┌──
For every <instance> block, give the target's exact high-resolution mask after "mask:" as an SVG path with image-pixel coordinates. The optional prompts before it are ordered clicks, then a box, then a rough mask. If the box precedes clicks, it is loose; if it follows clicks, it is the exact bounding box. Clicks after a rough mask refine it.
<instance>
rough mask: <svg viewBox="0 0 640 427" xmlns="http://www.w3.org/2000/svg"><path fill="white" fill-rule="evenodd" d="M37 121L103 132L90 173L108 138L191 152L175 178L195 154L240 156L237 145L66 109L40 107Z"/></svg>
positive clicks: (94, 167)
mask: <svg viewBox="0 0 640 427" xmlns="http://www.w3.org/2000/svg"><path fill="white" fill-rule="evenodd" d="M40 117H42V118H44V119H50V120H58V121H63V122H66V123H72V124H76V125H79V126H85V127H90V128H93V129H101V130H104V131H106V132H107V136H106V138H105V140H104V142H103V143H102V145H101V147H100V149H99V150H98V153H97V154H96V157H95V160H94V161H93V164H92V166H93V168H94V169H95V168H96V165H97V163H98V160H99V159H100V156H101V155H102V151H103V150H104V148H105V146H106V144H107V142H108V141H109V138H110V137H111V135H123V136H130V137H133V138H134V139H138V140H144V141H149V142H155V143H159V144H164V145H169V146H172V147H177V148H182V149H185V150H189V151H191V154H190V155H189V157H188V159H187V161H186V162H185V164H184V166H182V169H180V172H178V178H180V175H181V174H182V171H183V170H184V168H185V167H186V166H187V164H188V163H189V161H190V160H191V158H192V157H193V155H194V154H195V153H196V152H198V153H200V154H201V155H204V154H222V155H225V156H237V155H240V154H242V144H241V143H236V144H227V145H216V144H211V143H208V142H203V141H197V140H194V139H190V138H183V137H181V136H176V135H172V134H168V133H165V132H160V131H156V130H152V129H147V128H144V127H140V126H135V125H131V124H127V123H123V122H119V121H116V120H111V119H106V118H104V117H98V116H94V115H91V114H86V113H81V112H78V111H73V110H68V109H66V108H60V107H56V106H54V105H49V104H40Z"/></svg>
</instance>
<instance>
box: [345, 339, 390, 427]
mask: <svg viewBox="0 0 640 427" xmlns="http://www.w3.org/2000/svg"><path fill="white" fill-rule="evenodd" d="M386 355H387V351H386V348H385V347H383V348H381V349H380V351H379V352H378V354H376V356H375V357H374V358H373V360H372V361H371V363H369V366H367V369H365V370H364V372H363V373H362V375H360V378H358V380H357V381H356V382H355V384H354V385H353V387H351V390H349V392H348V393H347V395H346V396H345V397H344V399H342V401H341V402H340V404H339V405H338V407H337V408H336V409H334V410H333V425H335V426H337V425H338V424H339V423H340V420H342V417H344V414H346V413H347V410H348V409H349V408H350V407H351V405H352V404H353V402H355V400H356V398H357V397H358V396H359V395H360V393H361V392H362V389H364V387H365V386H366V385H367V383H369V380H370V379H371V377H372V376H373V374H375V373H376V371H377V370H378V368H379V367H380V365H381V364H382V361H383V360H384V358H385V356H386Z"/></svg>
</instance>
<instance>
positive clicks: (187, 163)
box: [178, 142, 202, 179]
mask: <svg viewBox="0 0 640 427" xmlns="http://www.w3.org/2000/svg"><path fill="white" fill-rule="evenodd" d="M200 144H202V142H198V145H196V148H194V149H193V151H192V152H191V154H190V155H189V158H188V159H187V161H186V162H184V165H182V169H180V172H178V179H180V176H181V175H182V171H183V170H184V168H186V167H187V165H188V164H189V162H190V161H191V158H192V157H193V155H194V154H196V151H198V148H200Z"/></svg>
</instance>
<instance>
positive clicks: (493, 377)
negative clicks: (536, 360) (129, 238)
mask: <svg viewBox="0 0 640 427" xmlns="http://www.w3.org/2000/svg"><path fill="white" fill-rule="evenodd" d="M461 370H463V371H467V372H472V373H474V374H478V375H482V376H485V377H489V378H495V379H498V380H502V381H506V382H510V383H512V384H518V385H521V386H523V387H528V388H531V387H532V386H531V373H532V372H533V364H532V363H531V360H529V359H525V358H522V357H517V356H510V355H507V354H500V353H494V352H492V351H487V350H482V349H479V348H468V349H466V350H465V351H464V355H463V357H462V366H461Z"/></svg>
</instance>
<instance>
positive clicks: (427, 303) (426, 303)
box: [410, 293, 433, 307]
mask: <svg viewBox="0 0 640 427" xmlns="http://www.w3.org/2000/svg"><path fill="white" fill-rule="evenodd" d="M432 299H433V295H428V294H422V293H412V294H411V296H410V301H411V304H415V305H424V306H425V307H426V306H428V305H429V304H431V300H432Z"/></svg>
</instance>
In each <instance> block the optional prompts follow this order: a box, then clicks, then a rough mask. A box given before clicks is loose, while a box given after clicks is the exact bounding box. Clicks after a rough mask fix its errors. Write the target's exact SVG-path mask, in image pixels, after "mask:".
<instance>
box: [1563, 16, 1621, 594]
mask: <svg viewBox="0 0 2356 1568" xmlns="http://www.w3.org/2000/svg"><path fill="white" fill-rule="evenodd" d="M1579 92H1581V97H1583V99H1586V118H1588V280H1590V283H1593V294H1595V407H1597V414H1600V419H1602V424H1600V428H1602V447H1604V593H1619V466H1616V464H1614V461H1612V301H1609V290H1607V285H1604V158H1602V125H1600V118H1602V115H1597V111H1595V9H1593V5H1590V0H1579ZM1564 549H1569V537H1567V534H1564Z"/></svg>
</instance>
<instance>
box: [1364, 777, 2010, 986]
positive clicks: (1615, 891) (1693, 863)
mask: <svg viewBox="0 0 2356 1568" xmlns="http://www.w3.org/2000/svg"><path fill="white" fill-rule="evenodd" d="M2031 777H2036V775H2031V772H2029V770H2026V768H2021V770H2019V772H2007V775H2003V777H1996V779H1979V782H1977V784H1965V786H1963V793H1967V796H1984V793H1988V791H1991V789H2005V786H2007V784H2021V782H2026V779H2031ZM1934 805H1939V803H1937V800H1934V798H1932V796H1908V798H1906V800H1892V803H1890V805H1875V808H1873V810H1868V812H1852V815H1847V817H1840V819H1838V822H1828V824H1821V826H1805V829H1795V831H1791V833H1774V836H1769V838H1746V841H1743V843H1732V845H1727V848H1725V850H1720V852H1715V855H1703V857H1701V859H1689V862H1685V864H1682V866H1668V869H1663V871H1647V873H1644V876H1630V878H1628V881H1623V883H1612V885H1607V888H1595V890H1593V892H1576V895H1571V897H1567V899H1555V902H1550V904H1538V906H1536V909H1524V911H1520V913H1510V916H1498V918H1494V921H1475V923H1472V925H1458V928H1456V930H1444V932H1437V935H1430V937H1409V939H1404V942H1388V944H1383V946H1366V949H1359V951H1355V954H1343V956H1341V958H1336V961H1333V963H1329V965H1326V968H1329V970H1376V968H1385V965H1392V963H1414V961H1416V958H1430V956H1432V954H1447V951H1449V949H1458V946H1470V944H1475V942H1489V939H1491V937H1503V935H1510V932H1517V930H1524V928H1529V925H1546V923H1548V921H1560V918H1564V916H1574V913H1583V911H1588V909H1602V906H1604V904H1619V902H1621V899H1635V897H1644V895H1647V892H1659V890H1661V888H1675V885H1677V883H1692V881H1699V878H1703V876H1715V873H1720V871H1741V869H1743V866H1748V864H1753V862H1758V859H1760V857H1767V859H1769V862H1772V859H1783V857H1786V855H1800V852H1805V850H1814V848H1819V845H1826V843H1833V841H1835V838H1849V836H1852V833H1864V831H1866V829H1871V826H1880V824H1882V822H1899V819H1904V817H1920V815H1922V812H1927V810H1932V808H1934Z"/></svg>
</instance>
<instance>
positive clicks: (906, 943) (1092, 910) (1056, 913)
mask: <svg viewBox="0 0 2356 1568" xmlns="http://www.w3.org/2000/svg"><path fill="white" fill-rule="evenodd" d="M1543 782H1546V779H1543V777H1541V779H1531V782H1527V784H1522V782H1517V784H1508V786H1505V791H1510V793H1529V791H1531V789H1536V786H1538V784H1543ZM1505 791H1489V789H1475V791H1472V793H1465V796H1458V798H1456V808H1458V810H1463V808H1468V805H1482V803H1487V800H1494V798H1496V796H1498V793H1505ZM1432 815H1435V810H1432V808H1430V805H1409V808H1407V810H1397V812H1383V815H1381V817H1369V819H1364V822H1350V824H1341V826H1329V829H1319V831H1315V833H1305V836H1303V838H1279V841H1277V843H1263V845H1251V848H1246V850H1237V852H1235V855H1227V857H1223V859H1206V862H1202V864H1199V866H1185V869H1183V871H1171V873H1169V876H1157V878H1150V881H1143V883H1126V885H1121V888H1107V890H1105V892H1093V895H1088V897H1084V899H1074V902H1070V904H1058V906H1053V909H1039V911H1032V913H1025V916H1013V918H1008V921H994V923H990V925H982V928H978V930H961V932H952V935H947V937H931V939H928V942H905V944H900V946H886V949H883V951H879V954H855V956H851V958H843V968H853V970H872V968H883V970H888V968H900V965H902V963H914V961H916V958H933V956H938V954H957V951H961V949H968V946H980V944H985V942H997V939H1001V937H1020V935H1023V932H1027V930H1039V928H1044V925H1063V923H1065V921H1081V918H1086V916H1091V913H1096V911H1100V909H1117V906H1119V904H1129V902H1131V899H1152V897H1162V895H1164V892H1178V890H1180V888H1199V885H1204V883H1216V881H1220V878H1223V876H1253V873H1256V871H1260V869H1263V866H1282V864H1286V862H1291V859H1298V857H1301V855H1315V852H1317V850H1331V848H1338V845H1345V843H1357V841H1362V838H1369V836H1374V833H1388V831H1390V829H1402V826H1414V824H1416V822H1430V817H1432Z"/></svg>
└──
**Task description:**
Lines to set down from above: the line with "box: [1563, 16, 1621, 594]", the line with "box: [1364, 777, 2010, 986]", and every line between, each exactly as written.

**Output:**
box: [1563, 16, 1621, 594]
mask: <svg viewBox="0 0 2356 1568" xmlns="http://www.w3.org/2000/svg"><path fill="white" fill-rule="evenodd" d="M1579 92H1581V97H1583V99H1586V118H1588V280H1590V283H1593V294H1595V407H1597V414H1600V419H1602V424H1600V428H1602V447H1604V593H1619V466H1616V464H1614V461H1612V301H1609V290H1607V285H1604V158H1602V125H1600V118H1602V115H1597V111H1595V9H1593V5H1590V0H1579ZM1564 549H1569V537H1567V534H1564Z"/></svg>
</instance>
<instance>
box: [1364, 777, 2010, 986]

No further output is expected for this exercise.